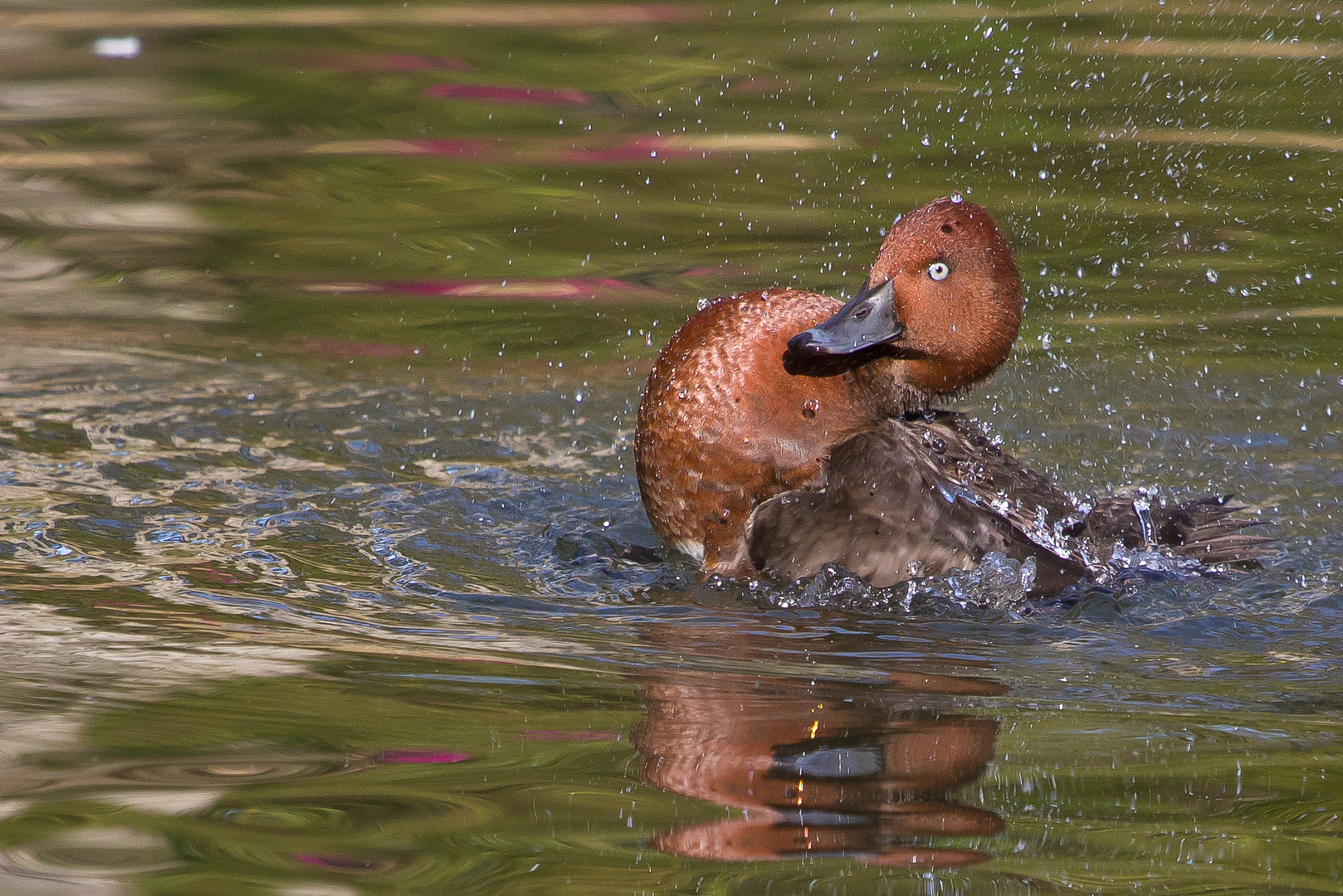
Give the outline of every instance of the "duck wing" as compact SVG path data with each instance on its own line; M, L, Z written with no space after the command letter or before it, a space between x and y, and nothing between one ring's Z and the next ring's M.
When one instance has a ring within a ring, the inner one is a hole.
M1022 477L1014 498L992 488L1010 476ZM978 427L939 412L890 419L841 443L825 486L756 506L747 540L757 570L796 578L839 563L878 587L972 568L994 551L1035 557L1033 591L1050 594L1088 571L1076 556L1027 536L1023 527L1033 525L1042 504L1073 506Z
M1035 557L1033 592L1101 570L1116 543L1205 564L1257 560L1270 539L1229 497L1077 502L960 414L890 419L834 449L822 488L784 492L751 514L757 570L790 578L839 563L878 587L970 568L991 551Z

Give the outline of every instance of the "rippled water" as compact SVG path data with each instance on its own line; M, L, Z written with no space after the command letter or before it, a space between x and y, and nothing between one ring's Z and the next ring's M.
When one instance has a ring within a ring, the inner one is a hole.
M0 889L1343 889L1331 3L9 4ZM959 402L1261 568L705 582L634 410L696 301L960 189ZM976 578L978 576L978 578Z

Aim
Output the lines of the entries above as a JSON list of strings, one string per line, with blank lines omitted and the picture placeholders left out.

Completed task
[
  "Give the outline of every instance of the \"duck wing\" as compact SVG path data with each instance on its own line; M, L, Z written with no space after the command letter or before it, a space between x and y, and nothing between one ring's Z and the next ring's M.",
  "When one instance has a ring within a ring, the inner one is a hole.",
  "M1022 477L1014 498L992 488L1010 476ZM978 427L939 412L890 419L841 443L825 486L756 506L747 540L757 570L796 578L839 563L878 587L972 568L994 551L1035 557L1033 591L1050 594L1088 571L1076 556L1027 536L1023 527L1033 525L1042 504L1073 506Z",
  "M1035 557L1033 592L1101 570L1116 543L1205 564L1257 560L1270 539L1229 497L1077 502L960 414L890 419L834 449L822 488L784 492L751 514L757 570L790 578L839 563L878 587L970 568L991 551Z",
  "Give the outline of every instance of the \"rippled water\" as compact SVG path data with each instance on its own line; M, L, Z written with no space after the command letter or before it, a space between x and y, and nothing between one ring's Z and the next ring's M.",
  "When one instance has a ring within a ring, the inner one is a hole.",
  "M0 889L1343 889L1331 3L9 4ZM959 402L1261 568L705 582L634 410L696 301L960 189ZM976 578L978 576L978 578Z"
]